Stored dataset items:
● ● ●

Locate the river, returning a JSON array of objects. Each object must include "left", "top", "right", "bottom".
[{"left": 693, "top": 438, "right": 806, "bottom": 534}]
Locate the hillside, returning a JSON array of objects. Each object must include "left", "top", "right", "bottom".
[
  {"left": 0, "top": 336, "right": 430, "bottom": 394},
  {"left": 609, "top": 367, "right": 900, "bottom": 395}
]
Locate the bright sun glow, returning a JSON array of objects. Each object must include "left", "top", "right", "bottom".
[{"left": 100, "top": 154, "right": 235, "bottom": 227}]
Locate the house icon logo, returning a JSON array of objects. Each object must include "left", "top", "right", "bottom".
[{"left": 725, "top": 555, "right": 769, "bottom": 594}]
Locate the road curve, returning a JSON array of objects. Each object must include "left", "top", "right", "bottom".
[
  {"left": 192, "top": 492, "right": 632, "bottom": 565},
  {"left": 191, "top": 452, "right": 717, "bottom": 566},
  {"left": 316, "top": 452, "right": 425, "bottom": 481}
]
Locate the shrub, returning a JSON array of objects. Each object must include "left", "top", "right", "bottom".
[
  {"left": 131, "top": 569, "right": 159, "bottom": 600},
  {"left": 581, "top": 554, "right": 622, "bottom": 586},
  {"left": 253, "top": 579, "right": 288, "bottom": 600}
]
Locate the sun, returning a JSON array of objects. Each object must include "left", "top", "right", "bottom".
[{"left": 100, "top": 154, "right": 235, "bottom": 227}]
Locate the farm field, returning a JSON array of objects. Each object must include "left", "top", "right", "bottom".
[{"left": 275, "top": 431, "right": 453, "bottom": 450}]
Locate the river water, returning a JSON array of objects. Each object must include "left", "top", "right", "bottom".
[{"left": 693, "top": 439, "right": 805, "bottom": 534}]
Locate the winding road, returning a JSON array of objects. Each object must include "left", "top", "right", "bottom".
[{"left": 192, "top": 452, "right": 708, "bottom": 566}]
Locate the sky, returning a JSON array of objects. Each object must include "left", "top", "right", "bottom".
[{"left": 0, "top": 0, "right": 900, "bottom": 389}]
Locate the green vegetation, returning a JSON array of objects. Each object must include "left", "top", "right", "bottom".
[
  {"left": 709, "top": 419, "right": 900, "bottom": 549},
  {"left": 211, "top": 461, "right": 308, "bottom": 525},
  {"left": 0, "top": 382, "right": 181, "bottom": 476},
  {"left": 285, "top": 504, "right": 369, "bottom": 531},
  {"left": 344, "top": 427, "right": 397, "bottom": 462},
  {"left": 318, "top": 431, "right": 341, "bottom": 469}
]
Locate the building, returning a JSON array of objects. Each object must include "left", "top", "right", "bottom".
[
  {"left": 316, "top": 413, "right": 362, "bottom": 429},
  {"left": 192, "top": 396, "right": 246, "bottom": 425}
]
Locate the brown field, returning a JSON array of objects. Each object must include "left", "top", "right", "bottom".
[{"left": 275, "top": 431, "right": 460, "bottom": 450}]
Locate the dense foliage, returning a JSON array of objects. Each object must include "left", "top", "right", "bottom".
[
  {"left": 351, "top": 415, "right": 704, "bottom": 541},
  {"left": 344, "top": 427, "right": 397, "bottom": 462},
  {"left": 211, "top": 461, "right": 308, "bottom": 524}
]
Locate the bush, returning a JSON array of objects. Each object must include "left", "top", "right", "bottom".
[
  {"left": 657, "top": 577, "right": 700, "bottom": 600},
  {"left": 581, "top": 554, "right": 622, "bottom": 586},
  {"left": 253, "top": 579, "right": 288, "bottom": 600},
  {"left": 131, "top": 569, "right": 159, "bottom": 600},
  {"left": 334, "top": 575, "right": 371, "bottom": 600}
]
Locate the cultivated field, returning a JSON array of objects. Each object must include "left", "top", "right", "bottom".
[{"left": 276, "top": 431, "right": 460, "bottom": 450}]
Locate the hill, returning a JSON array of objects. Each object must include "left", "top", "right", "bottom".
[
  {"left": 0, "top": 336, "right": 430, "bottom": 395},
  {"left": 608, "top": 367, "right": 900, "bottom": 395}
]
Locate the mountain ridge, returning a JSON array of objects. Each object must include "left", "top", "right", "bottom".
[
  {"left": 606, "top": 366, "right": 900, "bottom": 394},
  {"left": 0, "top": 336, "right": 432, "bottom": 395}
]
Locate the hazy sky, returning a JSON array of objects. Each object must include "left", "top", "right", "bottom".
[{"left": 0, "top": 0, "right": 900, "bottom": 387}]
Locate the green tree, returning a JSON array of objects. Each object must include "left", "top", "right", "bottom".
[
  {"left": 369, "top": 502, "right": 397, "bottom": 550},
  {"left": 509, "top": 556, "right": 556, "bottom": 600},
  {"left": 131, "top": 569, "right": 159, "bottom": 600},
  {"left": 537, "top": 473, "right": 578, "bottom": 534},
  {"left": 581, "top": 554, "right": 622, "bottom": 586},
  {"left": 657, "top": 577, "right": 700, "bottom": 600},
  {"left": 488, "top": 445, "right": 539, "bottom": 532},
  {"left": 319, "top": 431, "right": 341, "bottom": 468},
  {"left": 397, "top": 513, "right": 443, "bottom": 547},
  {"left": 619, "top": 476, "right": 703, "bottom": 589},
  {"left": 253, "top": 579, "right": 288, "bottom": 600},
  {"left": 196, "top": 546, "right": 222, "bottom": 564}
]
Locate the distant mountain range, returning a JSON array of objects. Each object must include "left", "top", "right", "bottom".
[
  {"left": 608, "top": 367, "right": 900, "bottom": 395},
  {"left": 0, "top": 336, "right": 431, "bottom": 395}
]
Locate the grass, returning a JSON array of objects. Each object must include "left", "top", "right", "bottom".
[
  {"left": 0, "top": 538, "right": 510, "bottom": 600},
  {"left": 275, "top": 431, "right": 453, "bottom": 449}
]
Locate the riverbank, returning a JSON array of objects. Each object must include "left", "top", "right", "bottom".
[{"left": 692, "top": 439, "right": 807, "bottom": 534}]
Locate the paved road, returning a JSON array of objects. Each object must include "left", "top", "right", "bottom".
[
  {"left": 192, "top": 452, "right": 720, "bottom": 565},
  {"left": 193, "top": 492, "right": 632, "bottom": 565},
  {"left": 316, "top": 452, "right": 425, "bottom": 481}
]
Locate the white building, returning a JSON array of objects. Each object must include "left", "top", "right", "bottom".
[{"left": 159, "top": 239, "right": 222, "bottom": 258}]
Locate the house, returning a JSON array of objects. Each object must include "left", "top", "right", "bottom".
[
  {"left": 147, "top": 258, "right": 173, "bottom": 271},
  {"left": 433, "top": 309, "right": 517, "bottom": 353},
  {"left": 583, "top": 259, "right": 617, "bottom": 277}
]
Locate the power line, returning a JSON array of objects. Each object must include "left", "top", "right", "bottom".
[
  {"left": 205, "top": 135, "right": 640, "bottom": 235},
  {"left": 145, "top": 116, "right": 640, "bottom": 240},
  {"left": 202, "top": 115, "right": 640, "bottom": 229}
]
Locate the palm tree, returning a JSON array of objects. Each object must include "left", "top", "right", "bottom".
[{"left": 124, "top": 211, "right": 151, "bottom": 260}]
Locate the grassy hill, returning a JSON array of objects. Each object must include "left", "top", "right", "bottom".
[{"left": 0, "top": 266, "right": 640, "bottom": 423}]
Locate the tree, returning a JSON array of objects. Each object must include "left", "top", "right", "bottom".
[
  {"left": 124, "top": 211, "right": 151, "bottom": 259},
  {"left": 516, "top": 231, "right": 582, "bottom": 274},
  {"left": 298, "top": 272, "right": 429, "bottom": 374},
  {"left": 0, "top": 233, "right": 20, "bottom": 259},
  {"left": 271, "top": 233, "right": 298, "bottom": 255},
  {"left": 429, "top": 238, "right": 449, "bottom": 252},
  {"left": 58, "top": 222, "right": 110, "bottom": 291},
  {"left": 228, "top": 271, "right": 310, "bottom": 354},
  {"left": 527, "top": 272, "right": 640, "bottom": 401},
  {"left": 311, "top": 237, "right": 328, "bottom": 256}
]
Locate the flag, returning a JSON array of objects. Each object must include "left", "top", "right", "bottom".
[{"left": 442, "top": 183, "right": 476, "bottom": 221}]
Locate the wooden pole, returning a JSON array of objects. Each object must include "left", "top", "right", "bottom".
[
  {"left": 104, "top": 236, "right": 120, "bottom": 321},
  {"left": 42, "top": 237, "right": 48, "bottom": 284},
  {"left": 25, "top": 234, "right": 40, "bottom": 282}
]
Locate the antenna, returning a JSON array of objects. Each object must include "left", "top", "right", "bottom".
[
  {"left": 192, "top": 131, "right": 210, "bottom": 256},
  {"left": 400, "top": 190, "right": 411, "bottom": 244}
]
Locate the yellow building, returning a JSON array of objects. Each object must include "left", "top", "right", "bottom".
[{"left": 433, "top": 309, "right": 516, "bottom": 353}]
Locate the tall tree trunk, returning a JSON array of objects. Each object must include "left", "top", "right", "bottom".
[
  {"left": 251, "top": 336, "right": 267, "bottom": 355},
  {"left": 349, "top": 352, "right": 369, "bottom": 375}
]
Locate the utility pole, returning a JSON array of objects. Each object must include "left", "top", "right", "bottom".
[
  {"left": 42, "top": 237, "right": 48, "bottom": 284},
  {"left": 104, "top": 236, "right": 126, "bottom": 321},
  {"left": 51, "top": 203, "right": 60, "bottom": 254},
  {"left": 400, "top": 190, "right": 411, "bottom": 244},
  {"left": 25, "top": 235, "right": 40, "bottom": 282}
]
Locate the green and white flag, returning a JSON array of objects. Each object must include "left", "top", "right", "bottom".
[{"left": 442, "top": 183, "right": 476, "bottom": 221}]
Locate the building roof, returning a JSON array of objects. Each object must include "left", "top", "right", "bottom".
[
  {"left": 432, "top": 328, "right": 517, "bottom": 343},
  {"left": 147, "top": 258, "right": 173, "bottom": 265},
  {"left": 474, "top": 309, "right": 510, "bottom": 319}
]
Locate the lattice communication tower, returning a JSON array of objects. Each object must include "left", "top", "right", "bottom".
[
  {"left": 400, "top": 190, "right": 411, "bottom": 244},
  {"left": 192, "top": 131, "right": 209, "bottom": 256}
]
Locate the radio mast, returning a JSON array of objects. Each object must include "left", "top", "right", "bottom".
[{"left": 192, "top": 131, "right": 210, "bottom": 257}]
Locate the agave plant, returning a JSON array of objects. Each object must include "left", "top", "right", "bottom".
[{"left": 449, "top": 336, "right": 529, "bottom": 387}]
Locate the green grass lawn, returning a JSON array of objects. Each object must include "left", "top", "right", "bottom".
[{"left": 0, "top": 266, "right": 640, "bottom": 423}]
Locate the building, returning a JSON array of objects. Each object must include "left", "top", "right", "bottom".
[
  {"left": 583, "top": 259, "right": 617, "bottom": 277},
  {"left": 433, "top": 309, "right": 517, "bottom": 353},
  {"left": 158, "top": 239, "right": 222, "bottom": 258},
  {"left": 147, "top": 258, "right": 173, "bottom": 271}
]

● ● ●

Your instructions –
Copy out every line in the entries above that contains the string "tree". Case counts, so include only lines where it appears with exactly that capitalization.

Final answer –
Locate the green tree, returning a JSON array of objects. Each object must include "left", "top", "right", "bottom".
Locate the palm tree, returning a JSON array of objects. Each object must include "left", "top", "right", "bottom".
Locate the tree, returning a JSON array of objects. Each object must include "left", "top", "right", "bottom".
Locate the tall tree trunk, returning a JSON array of objects. Each object must include "left", "top", "right", "bottom".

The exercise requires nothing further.